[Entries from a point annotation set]
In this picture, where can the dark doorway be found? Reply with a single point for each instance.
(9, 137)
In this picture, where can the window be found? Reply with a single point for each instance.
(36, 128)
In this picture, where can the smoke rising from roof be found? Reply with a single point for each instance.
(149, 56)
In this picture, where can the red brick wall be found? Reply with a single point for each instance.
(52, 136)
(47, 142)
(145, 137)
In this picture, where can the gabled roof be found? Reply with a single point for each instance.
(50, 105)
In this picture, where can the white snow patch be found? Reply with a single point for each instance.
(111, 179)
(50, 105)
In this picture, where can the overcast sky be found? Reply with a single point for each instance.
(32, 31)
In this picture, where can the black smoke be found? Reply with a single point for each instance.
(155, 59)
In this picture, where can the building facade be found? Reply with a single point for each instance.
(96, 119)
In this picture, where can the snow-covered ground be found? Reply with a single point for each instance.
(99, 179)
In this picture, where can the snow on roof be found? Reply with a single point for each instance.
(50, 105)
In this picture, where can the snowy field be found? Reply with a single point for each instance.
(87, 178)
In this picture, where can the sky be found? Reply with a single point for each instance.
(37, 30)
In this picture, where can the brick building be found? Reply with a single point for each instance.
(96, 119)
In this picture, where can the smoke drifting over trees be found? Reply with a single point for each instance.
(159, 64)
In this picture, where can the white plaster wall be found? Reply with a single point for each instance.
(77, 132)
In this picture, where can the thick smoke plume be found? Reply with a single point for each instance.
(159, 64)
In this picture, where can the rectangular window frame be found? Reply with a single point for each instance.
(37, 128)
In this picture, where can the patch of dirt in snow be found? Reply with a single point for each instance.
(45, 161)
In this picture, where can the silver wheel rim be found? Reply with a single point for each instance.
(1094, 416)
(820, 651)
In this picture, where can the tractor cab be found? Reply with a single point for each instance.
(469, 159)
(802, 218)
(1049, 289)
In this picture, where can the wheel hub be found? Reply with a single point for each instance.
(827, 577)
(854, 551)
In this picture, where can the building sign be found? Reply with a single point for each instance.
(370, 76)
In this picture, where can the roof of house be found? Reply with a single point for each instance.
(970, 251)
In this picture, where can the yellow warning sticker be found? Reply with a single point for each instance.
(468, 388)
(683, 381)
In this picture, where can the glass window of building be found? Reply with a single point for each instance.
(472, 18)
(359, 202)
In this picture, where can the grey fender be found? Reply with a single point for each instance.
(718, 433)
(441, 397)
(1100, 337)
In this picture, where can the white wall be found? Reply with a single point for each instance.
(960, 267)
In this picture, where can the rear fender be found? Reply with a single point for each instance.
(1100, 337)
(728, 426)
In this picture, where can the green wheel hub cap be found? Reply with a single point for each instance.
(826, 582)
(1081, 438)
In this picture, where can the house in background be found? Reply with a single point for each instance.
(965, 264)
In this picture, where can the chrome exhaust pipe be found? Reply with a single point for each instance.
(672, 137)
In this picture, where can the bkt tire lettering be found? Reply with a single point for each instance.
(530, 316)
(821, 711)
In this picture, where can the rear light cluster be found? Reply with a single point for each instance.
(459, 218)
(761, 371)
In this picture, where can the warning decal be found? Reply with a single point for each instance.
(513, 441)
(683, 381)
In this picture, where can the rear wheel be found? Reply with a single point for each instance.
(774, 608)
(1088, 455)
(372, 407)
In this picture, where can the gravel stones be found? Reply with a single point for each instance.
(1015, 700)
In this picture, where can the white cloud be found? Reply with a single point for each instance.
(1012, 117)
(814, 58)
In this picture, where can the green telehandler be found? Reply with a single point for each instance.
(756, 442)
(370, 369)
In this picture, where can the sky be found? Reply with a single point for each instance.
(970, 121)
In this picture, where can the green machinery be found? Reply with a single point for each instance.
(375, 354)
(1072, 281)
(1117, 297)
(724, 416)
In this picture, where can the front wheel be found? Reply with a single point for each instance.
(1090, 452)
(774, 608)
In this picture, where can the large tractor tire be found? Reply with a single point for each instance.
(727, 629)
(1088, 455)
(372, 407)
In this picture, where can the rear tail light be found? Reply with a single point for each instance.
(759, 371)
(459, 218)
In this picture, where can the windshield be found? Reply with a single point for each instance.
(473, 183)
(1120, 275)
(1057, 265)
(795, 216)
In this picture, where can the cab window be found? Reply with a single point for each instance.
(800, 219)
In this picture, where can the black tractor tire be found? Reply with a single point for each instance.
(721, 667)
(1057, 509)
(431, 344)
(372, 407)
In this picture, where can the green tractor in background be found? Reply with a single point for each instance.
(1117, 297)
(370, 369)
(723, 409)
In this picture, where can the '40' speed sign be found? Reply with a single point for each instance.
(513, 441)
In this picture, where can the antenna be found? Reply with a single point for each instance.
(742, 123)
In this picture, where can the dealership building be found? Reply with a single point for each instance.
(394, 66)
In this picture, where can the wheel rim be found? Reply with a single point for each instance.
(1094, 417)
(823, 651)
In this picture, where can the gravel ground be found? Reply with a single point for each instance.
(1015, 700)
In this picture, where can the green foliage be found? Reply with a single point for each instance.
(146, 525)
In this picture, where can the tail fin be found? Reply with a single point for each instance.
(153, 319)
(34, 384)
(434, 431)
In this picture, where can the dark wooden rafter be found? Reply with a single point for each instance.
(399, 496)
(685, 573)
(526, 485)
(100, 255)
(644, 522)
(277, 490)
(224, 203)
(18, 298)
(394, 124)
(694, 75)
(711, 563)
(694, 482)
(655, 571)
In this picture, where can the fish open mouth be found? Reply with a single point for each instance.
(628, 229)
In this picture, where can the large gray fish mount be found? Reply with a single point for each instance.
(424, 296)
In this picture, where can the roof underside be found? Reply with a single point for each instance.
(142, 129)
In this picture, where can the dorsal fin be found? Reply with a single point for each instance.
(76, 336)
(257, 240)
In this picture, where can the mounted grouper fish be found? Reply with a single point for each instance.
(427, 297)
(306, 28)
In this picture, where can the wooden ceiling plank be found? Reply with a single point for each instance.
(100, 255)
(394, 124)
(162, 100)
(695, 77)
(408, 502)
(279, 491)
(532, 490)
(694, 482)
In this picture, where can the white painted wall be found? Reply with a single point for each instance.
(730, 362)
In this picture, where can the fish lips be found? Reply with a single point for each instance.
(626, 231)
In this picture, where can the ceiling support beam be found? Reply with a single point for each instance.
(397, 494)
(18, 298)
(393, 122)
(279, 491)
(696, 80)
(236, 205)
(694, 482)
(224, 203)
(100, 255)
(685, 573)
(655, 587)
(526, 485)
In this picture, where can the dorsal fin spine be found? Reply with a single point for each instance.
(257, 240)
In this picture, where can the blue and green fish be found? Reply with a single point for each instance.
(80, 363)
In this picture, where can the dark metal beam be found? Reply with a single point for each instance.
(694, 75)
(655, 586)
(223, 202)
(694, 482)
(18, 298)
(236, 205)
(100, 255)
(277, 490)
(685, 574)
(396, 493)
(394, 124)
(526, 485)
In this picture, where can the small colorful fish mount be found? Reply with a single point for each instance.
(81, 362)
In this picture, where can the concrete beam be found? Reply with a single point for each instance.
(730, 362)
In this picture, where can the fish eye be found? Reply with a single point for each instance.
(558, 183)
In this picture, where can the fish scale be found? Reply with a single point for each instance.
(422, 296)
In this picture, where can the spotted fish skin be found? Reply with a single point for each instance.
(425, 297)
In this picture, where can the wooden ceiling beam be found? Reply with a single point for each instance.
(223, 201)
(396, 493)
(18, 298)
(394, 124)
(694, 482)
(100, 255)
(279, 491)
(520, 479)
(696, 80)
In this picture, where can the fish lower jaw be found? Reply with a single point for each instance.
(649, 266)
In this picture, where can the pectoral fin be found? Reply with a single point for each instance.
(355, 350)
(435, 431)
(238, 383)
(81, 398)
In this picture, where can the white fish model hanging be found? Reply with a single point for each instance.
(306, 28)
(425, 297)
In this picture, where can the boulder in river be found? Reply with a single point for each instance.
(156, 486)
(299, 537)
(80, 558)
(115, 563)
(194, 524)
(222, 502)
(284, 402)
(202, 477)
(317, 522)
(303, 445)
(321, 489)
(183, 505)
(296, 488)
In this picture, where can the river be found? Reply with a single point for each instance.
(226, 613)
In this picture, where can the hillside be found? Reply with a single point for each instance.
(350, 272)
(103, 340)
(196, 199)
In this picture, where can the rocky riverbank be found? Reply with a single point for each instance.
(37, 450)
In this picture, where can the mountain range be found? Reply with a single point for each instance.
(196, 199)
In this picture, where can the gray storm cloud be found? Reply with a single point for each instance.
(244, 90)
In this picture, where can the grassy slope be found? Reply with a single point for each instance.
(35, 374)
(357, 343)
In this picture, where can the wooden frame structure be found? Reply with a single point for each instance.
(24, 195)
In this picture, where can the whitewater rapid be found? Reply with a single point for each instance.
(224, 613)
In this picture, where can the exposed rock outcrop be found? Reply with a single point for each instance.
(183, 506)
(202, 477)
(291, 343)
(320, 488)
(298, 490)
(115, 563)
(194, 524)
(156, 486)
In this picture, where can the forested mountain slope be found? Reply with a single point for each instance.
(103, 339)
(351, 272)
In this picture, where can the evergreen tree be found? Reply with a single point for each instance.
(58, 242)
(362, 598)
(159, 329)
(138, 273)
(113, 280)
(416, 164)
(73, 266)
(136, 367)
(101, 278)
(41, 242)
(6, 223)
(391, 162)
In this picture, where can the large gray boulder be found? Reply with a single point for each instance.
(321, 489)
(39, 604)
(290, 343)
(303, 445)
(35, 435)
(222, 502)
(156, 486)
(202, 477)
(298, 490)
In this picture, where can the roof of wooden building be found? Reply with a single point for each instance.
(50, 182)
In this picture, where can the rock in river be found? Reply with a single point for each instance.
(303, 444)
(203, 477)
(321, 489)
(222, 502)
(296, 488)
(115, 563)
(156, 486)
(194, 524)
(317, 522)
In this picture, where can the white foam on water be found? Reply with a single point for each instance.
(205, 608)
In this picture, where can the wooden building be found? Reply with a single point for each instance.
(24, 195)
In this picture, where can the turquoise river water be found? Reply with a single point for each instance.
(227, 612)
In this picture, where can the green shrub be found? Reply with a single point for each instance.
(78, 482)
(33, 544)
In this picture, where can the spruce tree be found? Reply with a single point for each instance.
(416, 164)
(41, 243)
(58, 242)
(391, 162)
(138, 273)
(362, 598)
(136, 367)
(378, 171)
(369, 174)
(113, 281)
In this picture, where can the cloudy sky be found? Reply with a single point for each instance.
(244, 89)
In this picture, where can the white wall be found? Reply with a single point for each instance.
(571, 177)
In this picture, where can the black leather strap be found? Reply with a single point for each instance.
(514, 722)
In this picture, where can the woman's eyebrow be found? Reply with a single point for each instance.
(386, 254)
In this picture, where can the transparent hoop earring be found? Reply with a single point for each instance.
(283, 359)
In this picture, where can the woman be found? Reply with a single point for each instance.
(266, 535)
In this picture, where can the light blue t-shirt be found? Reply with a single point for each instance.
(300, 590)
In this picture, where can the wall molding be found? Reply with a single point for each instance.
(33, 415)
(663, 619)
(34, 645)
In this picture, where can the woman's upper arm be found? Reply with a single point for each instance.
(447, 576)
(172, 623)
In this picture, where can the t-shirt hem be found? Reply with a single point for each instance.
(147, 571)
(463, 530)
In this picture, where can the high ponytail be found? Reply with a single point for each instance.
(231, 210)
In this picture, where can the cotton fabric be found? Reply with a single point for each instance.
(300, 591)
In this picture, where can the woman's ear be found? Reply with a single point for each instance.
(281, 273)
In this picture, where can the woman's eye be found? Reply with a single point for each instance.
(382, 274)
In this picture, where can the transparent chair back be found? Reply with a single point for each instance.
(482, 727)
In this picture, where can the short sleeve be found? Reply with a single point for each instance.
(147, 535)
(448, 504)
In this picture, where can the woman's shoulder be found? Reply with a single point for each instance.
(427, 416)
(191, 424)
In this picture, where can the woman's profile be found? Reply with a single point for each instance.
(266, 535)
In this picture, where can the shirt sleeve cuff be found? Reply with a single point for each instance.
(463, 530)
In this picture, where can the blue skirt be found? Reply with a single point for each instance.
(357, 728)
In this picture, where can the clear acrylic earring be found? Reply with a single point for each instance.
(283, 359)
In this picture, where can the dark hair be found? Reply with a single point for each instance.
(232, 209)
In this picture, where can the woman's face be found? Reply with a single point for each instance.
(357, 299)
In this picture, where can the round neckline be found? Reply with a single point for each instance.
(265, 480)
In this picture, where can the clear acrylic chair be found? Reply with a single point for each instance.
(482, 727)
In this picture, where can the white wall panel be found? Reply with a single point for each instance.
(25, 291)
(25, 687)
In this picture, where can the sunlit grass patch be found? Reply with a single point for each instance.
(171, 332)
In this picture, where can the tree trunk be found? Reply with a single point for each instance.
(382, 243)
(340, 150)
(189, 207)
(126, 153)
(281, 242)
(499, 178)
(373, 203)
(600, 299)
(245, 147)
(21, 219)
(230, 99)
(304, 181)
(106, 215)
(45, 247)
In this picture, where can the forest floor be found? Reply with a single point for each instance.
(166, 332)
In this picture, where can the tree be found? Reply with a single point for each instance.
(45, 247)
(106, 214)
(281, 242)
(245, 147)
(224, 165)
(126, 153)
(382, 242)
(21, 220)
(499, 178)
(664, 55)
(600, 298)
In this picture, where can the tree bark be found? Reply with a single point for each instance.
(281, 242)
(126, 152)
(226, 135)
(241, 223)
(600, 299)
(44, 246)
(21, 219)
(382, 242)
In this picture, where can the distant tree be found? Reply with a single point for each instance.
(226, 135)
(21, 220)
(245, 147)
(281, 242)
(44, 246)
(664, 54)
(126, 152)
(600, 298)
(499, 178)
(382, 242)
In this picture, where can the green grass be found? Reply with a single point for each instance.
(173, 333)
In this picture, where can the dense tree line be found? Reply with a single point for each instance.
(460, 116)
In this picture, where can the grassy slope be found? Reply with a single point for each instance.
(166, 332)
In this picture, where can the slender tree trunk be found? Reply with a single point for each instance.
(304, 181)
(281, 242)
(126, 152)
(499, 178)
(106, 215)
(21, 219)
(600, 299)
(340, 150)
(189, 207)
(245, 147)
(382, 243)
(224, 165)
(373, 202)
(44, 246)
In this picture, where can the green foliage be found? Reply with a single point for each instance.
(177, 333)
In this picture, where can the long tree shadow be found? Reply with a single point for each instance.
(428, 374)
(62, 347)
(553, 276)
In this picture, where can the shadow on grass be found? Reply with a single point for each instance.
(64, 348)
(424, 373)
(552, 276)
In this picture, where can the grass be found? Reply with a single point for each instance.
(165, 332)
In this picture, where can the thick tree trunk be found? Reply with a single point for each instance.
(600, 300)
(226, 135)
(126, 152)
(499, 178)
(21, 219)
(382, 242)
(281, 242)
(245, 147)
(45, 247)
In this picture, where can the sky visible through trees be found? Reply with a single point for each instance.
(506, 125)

→ **Task instructions**: Repeat only the stretch of lines starting at the one containing "In this picture, where can the shadow" and running to the final line of the entries above.

→ **Output of the task**:
In this picture, where can the shadow on grass be found? Reply with a single point for each instance.
(64, 348)
(424, 373)
(552, 276)
In this picture, where can the grass be found? Reply with a single point for each instance.
(165, 332)
In this picture, where can the thick tree trunk be found? Reply with a single point for each instance.
(600, 300)
(226, 135)
(126, 152)
(499, 178)
(21, 219)
(382, 242)
(281, 242)
(245, 147)
(45, 247)
In this picture, where can the sky visible through trees be found? Reply with a single point for each instance.
(506, 125)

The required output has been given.